-- PASSAGE GIVEN --
__________________________________________________

2023 was a tough year for me. I laughed, I cried, but ultimately I'm still here, and I’m glad I got to spend some of it with YOU *points*.

Here are some shout outs to games that I had the opportunity to play this year, followed by my top 5.

Shout Outs

in no particular order

Assassin's Creed Valhalla

This game is large, has a unique setting, and makes you feel like a Viking. There is something very cathartic about sailing your longship around the English countryside murdering pseudo-templars and plundering riches, though not murdering civilians since that’s against the “rules”. It's fun, but if you’ve played any of the more recent Assassin's Creed games you kind of already know what you're getting yourself into. Once you’ve played the first 15-20 hours of it, you’ve more or less played all of it.

__________________________________________________

-- TASK 1 --
Which qualities does the 2023 games post give Assassin's Creed Valhalla in the first sentence of that game's section? List all of them.
-- TASK 2 --
Could you write the next part of the 2023 games post, starting after its final sentence?

__________________________________________________

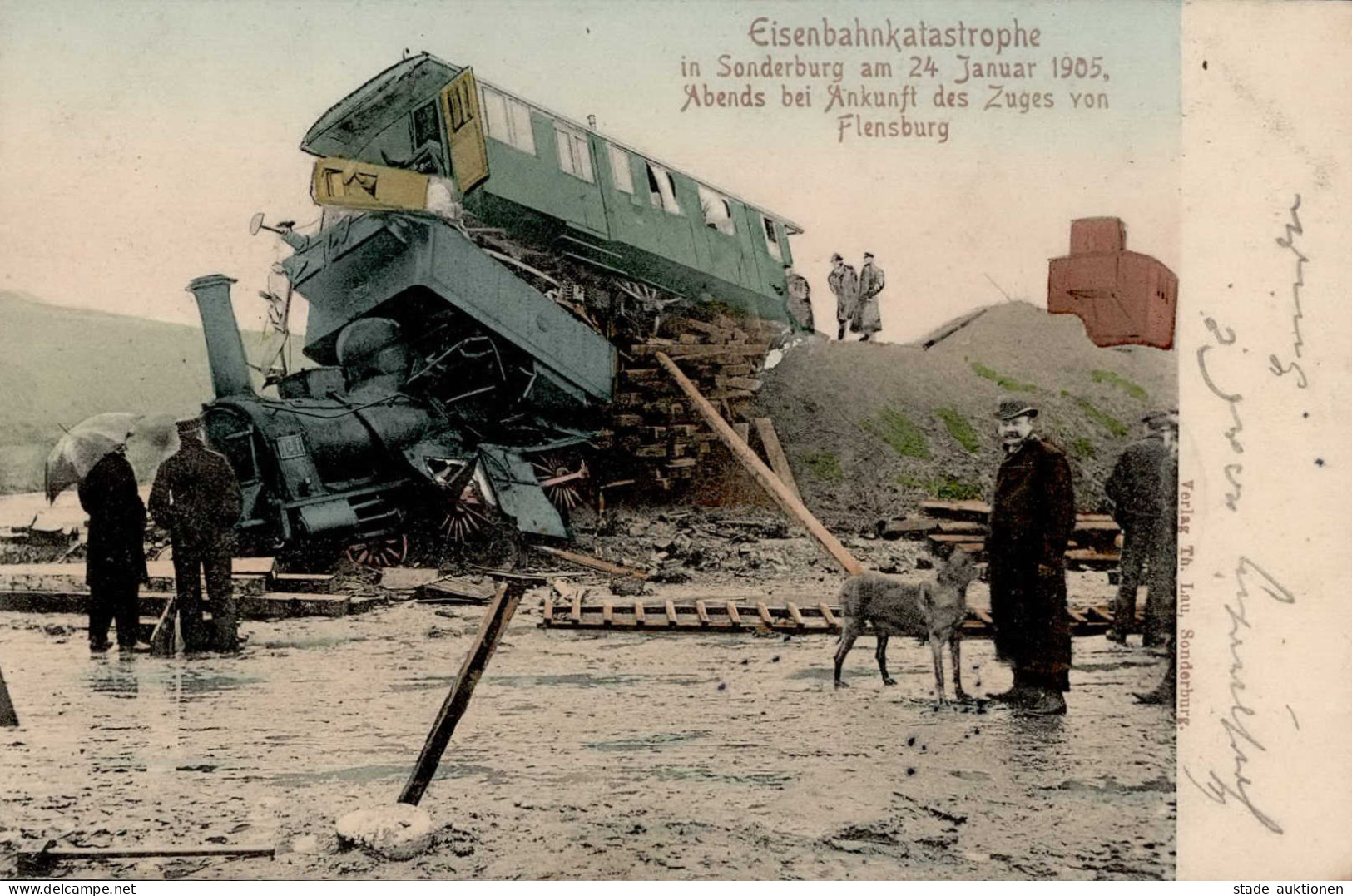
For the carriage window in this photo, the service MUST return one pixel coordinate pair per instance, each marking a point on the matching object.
(460, 108)
(718, 212)
(425, 125)
(508, 121)
(661, 188)
(573, 153)
(620, 169)
(771, 240)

__________________________________________________

-- TASK OUTPUT 1 --
- It is large.
- It has a unique setting.
- It makes you feel like a Viking.

-- TASK OUTPUT 2 --
Surviving the Aftermath

Paradox continues to publish unique city-builder/strategy games and this sure is one of them. It's an interesting idea creating a society from the literal rubble and fallout of the old one, but it becomes a little monotonous after one or two playthroughs. As interesting as it is, this game feels a little bit like a glorified mobile game, with a clunky UI and some counter-intuitive and unexplained systems like population pathing. It’s a neat idea and I enjoyed it, but I’m not sure I'll ever pick it up again.

Tetris 99

99 people jump out of an L-shaped airplane, and they are ALL better at Tetris than you will ever hope to be.

Cities Skylines 2

I have hundreds of hours in Cities Skylines, and I imagine will have as much if not more in the sequel. The game as it stands leaves a lot of room for growth, and some of the performance issues on launch are difficult to ignore. However, this game is absolutely gorgeous and has some of the most in-depth and labyrinthian systems that I will one day hope to understand instead of just plopping roundabouts everywhere like I normally do in the previous game.

Satisfactory

This game will suck you in and kick you right back out. If you've ever played a factory-builder game like Factorio you know what that's like. Though it's still in beta, Satisfactory is a ton of fun to play and feels pretty fleshed-out as it is right now, though with some glaring exceptions like placeholder items and unfinished ore types. I would say don’t sleep on this game, but I would also say wait for the 1.0 release, whenever that day may come.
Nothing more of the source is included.